2012センター国語の古文・漢文において、問3もしくは問4に注目してみましたか?そこに「抽象」という重要素を見出すことが出来たでしょうか?それは、そこまでと、そこからとの「関係性」(繋がり・連鎖)を物語っていたでしょうか?
古文の平均点が予想外に低かったようですね、センター側は、あれほどの問題文章・字数減で「易化」を目論(もくろん)だはずなのに・・・。おそらくは、この「関係性の見落とし」だと思われます。漢文は逆に、問7の出現に驚きながらも、「抽象」なるものが分かりやすかったのでしょうね。2013の予想や対策を、来たるべき「危急存亡の秋(とき)」には、的確に展開します、期待して下さいね。


『近代文学入門』(双文社出版)より、山椒魚・解説①「序論」

────────────────

**取り組むこと**
• a. 読解文について、次の問いに答えてください。
(i) 2012センター国語の古文・漢文で、注目したかと問われているのは何問目ですか?
(ii) 平均点が予想外に低かったとされるのは、古文と漢文のどちらですか?
(iii) 漢文で、出現に驚いたとされているのは何問目ですか?
• b. 読解文では、古文の平均点が予想外に低かった原因を何だと推測していますか?センター側の狙いにも触れて説明してください。

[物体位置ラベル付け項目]
────────────────

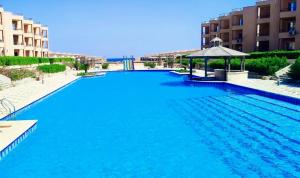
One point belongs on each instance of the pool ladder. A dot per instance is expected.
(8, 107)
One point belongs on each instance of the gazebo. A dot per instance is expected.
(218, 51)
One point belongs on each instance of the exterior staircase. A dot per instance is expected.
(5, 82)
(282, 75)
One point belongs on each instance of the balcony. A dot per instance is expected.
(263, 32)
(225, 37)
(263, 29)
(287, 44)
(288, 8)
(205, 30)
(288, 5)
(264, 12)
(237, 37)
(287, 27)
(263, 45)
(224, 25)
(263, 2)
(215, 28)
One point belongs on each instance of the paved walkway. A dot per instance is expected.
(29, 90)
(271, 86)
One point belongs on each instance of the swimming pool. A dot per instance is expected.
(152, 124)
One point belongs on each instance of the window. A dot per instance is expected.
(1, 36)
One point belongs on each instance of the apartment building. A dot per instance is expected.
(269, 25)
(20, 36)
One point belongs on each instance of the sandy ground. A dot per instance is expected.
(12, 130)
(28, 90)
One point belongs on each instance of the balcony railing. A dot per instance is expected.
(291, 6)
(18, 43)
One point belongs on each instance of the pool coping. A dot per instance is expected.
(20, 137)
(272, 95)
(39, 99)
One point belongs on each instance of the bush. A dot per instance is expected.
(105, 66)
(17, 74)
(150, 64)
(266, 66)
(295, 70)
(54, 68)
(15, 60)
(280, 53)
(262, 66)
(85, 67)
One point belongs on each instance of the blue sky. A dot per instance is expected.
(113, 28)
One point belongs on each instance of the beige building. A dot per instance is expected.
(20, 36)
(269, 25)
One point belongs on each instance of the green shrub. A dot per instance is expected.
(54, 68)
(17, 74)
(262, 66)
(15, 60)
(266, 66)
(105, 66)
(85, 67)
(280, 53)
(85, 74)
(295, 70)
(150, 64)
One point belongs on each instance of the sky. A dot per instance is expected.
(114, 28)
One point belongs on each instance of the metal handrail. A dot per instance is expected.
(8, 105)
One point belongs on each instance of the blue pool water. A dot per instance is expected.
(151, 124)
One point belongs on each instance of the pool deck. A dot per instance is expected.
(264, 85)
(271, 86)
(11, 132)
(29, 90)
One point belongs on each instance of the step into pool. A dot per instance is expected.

────────────────

**問題の解答**
• a.
(i) 問3もしくは問4
(ii) 古文
(iii) 問7

• b. センター側は問題文章と字数を大きく減らして「易化」を目論んだはずなのに、古文の平均点は予想外に低くなりました。その原因は、おそらく「関係性の見落とし」だと推測されています。